• **Written task**: Transcribe the passage on latent flow matching and VACE control word for word, beginning at "During training, the" and stopping after "at inference time.".

• **Document text**:
The latent flow matching objective is written as:
$$\mathcal{L}_{\mathrm{FM}} = \mathbb{E}_{s \sim \mathcal{U}[0,1]} \left\| v(z_s, s, c) - (z_1 - z_0) \right\|^2,$$
with the interpolation path $z_s = (1-s) z_0 + s z_1$, where $z_0$ is Gaussian noise, $z_1$ is the encoded clean latent, and $c$ is the conditioning signal. At inference time, the model integrates an ODE from noise to data space and then decodes the resulting latent video.
The paper’s backbone choice is WAN2.1-VACE, a video-to-video model that provides spatio-temporal control through a reference-video conditioning path. GRA adapts this backbone rather than training a new video generator from scratch, and the ablation results show that this pretrained prior is crucial for convergence and quality.
VACE control and concept decoupling
To control the denoising process, the authors use VACE-style concept decoupling. The coarse RelightNet renderings are split into reactive frames and inactive frames using a binary mask $M$:
$$F_{\mathrm{reac}} = I^{\kappa} \odot M, \qquad F_{\mathrm{inac}} = I^{\kappa} \odot (1-M).$$
Reactive frames are the ones the model is asked to refine, while inactive frames act as temporal anchors that reduce drift. Both streams, together with the mask, are encoded through the VACE control unit and fused into the diffusion backbone. The paper also adds a reference image under neutral illumination, which helps preserve identity-specific appearance independently of the target lighting.
During training, the first five frames of the conditioning sequence are sometimes replaced with ground-truth frames. This happens with probability 40%, and those frames are marked as inactive. The goal is to teach the model to continue a sequence from a short seed, which is later important for long-form rollout at inference time.

• **Rows**:

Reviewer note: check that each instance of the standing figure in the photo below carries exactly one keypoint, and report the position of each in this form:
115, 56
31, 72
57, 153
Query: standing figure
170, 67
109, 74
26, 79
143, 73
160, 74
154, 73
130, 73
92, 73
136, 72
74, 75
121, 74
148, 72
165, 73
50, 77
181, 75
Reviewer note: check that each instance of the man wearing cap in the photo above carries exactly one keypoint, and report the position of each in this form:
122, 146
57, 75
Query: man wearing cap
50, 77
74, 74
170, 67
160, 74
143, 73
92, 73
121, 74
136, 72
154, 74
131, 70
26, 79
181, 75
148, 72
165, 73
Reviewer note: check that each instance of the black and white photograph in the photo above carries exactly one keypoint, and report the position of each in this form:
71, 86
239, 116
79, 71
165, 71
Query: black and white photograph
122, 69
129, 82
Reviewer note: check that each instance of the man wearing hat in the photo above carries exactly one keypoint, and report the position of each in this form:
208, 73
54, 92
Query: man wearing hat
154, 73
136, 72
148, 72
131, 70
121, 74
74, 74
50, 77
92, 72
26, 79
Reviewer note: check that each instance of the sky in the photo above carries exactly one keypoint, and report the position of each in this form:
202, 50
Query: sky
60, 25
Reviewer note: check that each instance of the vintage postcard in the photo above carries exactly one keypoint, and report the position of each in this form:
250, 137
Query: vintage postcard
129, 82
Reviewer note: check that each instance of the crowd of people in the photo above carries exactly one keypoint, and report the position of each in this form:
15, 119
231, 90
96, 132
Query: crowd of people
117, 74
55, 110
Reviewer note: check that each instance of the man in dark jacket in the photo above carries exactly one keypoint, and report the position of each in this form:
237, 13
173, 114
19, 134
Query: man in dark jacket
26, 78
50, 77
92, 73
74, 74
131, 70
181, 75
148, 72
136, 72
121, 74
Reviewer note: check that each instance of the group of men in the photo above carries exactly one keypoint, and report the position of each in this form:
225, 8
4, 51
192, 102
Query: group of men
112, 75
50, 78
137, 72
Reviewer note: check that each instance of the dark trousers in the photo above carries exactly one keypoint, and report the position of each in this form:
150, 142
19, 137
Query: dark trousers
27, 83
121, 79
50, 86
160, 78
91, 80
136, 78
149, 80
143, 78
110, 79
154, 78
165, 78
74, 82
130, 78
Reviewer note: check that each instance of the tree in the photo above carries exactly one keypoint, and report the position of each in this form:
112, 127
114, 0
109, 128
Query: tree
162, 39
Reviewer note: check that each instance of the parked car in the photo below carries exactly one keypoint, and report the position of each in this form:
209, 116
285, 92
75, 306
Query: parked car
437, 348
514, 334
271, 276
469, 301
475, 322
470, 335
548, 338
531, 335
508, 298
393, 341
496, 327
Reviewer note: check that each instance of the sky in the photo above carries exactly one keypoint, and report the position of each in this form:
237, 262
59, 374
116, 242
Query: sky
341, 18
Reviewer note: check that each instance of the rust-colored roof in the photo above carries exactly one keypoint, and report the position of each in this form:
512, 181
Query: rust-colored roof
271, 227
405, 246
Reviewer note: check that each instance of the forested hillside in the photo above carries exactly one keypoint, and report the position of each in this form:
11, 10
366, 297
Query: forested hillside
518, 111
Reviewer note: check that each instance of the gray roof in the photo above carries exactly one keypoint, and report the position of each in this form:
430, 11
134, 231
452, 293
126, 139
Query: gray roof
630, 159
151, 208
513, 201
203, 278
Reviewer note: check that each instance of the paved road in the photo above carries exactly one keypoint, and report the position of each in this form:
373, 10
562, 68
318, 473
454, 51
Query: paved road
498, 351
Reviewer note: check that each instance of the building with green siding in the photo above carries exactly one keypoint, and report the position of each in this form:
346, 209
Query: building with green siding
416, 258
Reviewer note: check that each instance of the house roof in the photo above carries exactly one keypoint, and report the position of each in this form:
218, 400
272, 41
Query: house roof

• **Reply to the exercise**:
During training, the first five frames of the conditioning sequence are sometimes replaced with ground-truth frames. This happens with probability 40%, and those frames are marked as inactive. The goal is to teach the model to continue a sequence from a short seed, which is later important for long-form rollout at inference time.